Même si les préjugés finissent par tomber petit à petit, il n'en reste pas moins que se frayer un chemin dans le cinéma est certainement bien plus difficile pour une réalisatrice que pour un homme. La crédibilité d'un cinéaste n'est pourtant pas une question de «couille» et dans un certain sens Izabel Grondin n'en manque pas (au figuré). Car elle œuvre au Québec depuis de nombreuses années déjà sur un terrain qui n'aide pas forcément non plus à se forger l'image d'un cinéaste malléable ou, en tout cas, bankable ! D'ailleurs, le titre de la compilation de ses courts-métrages ne qualifie pas vraiment Izabel Grondin. Il aurait été plus juste de parler, dans le bon sens du terme, de folies «Perpétuelles» plutôt que «Passagères» puisqu'elle semble être vouée corps et âmes à faire dans l'horreur. Mais ce titre s'avère, en tout cas, parfait pour les six histoires horribles qu'elle vous aura balancer à la figure à l'issue du visionnage de ce DVD !
La présentation des courts-métrages ne semble pas suivre une logique prédéfinie, tout du moins en apparence. Ils ne sont ainsi pas classés chronologiquement et l'on passe du dernier bébé cinématographique d'Izabel Grondin, LES DRUJES à un autre court réalisé quatre ans auparavant. Cela n'a finalement que peu d'importance car, à l'exception de RUBEN IS NOT WELL... et PIEGE A RATS en raison de la qualité de l'image, bien malin sera celui qui pourra les dater tant ils semblent tous réalisés avec soin. Avec peu de moyens, c'est vrai… mais avec soin ! Mais, en apparence, ses films ne se ressemblent pas pour autant, la réalisatrice passant de la couleur au noir et blanc, de la vidéo à la pellicule, suivant ses courts et ses sujets pour instaurer à l'arrivée un univers bien à elle.

Données extraites d'une collection:
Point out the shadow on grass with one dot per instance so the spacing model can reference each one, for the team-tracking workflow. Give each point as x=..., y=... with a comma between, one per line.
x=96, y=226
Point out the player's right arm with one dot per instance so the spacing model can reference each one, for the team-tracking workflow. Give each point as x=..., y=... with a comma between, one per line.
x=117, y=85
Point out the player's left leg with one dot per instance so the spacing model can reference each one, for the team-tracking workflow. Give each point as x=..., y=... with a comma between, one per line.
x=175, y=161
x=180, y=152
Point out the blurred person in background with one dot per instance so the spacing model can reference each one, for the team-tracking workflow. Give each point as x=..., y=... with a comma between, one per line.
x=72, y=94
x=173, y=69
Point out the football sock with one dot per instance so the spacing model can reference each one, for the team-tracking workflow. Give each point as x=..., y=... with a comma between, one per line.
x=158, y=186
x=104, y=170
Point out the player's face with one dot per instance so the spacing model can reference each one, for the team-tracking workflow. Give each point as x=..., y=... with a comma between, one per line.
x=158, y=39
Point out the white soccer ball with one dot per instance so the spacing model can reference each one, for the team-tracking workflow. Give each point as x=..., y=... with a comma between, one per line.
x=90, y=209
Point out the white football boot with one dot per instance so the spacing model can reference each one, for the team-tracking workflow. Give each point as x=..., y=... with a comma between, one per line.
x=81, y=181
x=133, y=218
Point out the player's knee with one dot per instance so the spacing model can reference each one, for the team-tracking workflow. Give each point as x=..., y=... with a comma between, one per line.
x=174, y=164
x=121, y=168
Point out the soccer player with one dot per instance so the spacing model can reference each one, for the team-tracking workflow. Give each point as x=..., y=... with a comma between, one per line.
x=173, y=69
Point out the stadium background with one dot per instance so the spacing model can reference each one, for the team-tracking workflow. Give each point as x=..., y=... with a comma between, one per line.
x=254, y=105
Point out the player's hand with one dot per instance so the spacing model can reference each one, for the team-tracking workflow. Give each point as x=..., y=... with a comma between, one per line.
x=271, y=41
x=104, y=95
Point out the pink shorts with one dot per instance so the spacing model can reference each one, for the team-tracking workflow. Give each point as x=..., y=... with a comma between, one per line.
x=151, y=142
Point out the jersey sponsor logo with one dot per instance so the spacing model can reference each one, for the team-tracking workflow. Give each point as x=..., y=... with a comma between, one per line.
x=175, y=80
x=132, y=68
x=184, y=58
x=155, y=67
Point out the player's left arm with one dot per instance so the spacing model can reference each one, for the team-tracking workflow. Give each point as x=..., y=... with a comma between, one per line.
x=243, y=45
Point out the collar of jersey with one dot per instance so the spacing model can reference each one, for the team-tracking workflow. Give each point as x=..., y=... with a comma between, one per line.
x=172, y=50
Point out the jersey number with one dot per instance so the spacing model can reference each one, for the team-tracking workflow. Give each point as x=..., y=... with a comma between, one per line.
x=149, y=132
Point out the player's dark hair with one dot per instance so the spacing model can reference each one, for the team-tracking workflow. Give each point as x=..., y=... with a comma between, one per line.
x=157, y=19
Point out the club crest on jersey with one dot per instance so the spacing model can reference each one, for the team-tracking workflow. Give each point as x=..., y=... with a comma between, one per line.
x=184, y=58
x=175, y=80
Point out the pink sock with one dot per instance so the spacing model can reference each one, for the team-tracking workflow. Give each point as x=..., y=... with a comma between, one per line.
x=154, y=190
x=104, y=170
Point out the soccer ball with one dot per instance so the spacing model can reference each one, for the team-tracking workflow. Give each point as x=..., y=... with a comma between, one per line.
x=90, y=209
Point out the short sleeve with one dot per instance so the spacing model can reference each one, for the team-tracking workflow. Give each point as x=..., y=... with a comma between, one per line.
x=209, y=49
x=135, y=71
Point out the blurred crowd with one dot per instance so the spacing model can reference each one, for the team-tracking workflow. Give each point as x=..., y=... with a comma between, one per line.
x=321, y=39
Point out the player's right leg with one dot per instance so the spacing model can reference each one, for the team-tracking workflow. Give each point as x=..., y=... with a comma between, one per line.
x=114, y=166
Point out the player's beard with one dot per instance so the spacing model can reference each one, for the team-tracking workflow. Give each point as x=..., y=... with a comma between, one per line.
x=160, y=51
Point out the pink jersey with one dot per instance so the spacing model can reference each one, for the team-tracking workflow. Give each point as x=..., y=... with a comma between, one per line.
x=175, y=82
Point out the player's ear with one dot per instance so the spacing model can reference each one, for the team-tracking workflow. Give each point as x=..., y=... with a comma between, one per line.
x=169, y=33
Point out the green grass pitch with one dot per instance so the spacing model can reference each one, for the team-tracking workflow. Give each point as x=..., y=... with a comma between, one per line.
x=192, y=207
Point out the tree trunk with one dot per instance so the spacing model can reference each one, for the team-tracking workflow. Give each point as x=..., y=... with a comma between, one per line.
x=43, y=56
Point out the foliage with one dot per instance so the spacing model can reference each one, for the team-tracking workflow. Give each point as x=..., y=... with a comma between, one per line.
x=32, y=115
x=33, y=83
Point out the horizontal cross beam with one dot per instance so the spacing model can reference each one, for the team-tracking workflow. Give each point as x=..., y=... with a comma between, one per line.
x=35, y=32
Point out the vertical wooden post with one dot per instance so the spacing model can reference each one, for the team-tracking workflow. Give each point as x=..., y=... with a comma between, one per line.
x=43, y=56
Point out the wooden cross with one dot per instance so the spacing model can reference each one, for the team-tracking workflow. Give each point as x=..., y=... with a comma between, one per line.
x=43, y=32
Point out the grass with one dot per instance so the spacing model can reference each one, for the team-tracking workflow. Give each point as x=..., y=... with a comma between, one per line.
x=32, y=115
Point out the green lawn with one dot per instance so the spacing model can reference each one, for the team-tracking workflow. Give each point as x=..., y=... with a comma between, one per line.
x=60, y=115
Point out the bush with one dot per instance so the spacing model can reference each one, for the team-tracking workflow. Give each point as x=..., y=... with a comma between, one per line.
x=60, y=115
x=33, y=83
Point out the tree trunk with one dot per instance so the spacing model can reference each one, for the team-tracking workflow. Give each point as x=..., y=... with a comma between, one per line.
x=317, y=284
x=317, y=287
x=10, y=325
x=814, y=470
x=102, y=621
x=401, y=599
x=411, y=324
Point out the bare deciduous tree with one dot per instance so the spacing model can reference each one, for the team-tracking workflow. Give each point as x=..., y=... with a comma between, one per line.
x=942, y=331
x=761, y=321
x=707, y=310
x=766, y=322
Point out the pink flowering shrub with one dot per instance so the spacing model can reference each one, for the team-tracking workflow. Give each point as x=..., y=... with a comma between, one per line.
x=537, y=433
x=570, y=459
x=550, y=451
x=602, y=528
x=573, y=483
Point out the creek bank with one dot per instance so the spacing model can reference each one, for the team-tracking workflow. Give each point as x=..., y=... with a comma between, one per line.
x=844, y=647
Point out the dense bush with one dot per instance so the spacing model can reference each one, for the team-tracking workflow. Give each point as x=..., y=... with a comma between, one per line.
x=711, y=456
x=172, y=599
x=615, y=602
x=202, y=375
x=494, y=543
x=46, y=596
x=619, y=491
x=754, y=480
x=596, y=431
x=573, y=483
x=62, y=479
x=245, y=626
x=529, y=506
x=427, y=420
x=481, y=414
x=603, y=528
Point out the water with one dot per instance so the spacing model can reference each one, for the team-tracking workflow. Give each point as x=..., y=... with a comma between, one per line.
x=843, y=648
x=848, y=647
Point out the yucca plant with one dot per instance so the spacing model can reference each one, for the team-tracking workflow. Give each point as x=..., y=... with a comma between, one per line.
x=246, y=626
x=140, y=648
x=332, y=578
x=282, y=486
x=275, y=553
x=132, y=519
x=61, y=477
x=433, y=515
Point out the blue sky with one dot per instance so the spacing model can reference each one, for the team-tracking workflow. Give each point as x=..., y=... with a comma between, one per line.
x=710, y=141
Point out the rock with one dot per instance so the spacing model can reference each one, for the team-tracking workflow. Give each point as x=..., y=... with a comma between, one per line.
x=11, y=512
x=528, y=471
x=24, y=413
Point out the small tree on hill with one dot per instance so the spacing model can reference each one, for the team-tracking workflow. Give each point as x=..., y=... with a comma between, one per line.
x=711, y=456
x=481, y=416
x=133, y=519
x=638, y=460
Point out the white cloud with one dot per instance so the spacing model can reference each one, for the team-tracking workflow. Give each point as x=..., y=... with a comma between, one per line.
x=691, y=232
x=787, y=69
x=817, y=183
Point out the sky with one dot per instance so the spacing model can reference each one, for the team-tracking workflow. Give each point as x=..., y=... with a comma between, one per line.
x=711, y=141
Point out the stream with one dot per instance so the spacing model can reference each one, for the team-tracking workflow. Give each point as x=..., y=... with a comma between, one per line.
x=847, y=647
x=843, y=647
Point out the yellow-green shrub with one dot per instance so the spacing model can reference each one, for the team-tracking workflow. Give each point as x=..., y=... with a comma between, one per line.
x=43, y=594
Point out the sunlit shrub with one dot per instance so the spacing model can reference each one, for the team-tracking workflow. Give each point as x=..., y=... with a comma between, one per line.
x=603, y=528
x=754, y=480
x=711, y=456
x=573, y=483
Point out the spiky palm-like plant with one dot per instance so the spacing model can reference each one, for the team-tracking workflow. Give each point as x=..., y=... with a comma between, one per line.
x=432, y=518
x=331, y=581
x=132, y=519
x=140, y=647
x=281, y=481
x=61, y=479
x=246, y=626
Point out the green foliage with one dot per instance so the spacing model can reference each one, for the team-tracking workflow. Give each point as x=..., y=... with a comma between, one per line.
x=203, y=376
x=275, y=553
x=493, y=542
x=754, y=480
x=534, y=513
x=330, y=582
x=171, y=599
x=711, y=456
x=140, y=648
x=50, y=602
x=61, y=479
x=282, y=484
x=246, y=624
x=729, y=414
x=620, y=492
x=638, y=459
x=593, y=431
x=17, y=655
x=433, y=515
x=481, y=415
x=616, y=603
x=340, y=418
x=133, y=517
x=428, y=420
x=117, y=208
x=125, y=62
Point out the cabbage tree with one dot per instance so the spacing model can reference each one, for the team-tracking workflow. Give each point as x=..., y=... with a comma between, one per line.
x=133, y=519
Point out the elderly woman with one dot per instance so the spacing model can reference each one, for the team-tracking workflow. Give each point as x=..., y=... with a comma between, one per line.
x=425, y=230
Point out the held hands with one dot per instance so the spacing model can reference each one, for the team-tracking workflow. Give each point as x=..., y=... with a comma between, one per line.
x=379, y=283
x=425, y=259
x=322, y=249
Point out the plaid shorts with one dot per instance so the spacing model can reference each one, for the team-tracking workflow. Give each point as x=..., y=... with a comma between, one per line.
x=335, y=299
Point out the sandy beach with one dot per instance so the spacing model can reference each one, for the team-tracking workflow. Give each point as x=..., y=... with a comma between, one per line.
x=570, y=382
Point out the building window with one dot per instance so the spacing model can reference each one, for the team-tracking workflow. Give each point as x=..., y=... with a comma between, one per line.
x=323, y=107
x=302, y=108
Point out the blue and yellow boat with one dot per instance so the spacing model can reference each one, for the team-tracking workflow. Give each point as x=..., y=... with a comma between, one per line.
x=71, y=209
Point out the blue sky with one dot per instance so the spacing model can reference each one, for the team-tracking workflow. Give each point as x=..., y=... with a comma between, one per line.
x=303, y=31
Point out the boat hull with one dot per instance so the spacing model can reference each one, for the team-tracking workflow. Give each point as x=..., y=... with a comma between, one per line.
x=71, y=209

▶ [Travail à faire]
a – Dans le texte sur les courts-métrages d'Izabel Grondin, reprenez le passage de « La présentation des » à « bien à elle. » en remplaçant « la réalisatrice » par « la cinéaste ».
b – Combien d'histoires horribles le DVD présenté dans le texte sur les courts-métrages d'Izabel Grondin réunit-il ?

▶ [Réponses aux consignes]
a –
La présentation des courts-métrages ne semble pas suivre une logique prédéfinie, tout du moins en apparence. Ils ne sont ainsi pas classés chronologiquement et l'on passe du dernier bébé cinématographique d'Izabel Grondin, LES DRUJES à un autre court réalisé quatre ans auparavant. Cela n'a finalement que peu d'importance car, à l'exception de RUBEN IS NOT WELL... et PIEGE A RATS en raison de la qualité de l'image, bien malin sera celui qui pourra les dater tant ils semblent tous réalisés avec soin. Avec peu de moyens, c'est vrai… mais avec soin ! Mais, en apparence, ses films ne se ressemblent pas pour autant, la cinéaste passant de la couleur au noir et blanc, de la vidéo à la pellicule, suivant ses courts et ses sujets pour instaurer à l'arrivée un univers bien à elle.

b – Six histoires.